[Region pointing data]
§ §

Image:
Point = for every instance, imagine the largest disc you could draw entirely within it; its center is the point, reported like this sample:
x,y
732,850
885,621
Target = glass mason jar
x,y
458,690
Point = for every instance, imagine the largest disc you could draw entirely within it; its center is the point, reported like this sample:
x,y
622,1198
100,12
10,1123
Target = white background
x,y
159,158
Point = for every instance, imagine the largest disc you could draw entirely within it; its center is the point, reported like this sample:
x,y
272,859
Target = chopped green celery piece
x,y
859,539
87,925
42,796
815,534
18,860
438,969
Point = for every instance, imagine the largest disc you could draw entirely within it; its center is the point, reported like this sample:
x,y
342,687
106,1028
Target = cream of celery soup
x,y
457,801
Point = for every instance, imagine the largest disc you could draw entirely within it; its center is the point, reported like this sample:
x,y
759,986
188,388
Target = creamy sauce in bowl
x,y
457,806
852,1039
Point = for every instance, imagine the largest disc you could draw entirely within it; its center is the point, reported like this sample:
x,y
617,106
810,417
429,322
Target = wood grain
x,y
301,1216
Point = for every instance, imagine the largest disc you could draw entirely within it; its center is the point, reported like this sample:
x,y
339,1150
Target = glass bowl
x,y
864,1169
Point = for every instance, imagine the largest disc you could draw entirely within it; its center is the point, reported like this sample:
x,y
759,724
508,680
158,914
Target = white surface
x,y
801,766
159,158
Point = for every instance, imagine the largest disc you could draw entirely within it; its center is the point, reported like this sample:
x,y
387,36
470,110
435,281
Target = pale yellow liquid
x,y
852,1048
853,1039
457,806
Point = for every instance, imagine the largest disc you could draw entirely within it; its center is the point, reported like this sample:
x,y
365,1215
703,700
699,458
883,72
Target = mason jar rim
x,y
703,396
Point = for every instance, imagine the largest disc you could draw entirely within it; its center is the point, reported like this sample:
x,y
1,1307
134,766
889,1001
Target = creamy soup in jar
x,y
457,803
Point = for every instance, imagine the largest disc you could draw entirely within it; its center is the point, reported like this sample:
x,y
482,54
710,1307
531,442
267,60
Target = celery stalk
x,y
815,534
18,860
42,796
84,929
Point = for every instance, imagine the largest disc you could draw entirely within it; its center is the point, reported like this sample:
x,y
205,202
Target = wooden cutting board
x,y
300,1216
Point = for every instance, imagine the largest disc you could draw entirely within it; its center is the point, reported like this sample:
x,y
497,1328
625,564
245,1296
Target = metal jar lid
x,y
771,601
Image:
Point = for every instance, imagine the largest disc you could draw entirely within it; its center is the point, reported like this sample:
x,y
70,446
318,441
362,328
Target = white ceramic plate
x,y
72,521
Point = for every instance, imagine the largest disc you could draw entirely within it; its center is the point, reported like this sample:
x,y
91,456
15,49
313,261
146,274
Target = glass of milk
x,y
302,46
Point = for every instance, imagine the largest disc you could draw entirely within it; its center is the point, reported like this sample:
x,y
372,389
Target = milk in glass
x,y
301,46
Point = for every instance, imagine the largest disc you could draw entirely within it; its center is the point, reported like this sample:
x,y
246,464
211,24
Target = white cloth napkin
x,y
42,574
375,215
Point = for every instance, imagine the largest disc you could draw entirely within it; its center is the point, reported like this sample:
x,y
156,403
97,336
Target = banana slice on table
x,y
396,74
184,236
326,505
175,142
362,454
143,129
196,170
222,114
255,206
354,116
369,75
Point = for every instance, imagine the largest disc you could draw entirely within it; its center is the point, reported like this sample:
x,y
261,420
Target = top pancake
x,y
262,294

§ §

- ACTIVITY
The records above need to be transcribed in full. Keep every character unchanged.

- RESPONSE FOR THIS EXERCISE
Image:
Point = for every instance, imagine the largest disc you could draw entirely within it; its center is the point, reported like this sample:
x,y
732,850
885,621
Target = glass mason jar
x,y
458,690
Point = for every instance, imagine the largest disc you could draw entirely within it; its center is the point, reported like this sample:
x,y
622,1198
100,12
10,1123
Target = white background
x,y
159,158
Point = for every instance, imagine the largest disc you could draw entirely within it; its center is the point, reported like this sample:
x,y
272,859
Target = chopped green celery piece
x,y
859,539
87,925
42,796
815,534
18,860
438,969
Point = for every instance, imagine the largest disc you could draw entirely within it; its center is the point, reported like this sample:
x,y
342,687
106,1028
Target = cream of celery soup
x,y
457,801
Point = for every instance, imagine the largest disc you could draw entirely within it; its center is the point, reported like this sample:
x,y
759,986
188,388
Target = creamy sauce in bowl
x,y
457,806
852,1039
Point = for every instance, imagine the largest disc you could draw entirely within it; its center is the point, reported like this sample:
x,y
617,106
810,417
429,322
Target = wood grain
x,y
301,1216
Point = for every instance, imagine the largest disc you could draw entirely within it; its center is the point, reported like this sample:
x,y
339,1150
Target = glass bowl
x,y
864,1169
Point = for every instance, imagine the largest disc you could draw entirely within it; its center is the point, reported like this sample:
x,y
759,724
508,680
158,914
Target = white surface
x,y
801,766
159,158
Point = for every instance, imagine the largest disc you could draw entirely within it; its center is the point, reported like this sample:
x,y
387,36
470,110
435,281
Target = pale yellow liquid
x,y
852,1048
853,1039
457,806
Point = for every instance, imagine the largest disc you could draw entirely within it; its center is the point, reported like this sample:
x,y
365,1215
703,700
699,458
883,72
Target = mason jar rim
x,y
703,396
Point = for every instance, imagine the largest disc you could draw entirely within it; its center is the point, reported like this sample:
x,y
1,1307
134,766
889,1001
Target = creamy soup in jar
x,y
457,803
Point = for every instance, imagine the largest disc you could draw entirely within it; its center is the point, reported like this sample:
x,y
482,54
710,1307
531,442
267,60
Target = celery stalk
x,y
815,534
18,860
42,796
84,929
Point = for every instance, imagine the largest disc you could draw entirely within it; its center is the point, reported like this sample:
x,y
205,202
Target = wooden cutting board
x,y
300,1216
Point = for every instance, imagine the largest disc you could draw entirely within it; its center is the point, reported like this sample:
x,y
497,1328
625,564
245,1296
Target = metal jar lid
x,y
771,601
Image:
Point = for every instance, imagine the largest disc you could draw entirely within it; its center is the point, reported like this sample:
x,y
70,446
318,441
362,328
Target = white ceramic plate
x,y
72,521
Point = for every instance, imagine the largest disc you could draw entirely within it; its center is the point, reported like this sample:
x,y
91,456
15,49
313,261
146,274
Target = glass of milk
x,y
302,46
Point = for every instance, imagine the largest disc you could draw entirely within it; its center is the point, reported like this sample:
x,y
372,389
Target = milk in glass
x,y
301,46
Point = for every instance, imagine the largest disc you could draw entirely within it; its center is the point, reported like this sample:
x,y
246,464
211,24
Target = white cloth napkin
x,y
42,574
375,215
Point = for every instance, imagine the largest disc you could draw entirely within it; its center is the point, reported like this sample:
x,y
156,403
97,336
Target = banana slice on table
x,y
396,74
184,236
326,505
175,142
362,454
143,129
196,170
222,114
255,206
354,116
369,75
Point = for every instance, imagine the largest disc you could draw entirely within it; its center is the point, reported like this sample:
x,y
261,420
Target = top pancake
x,y
262,294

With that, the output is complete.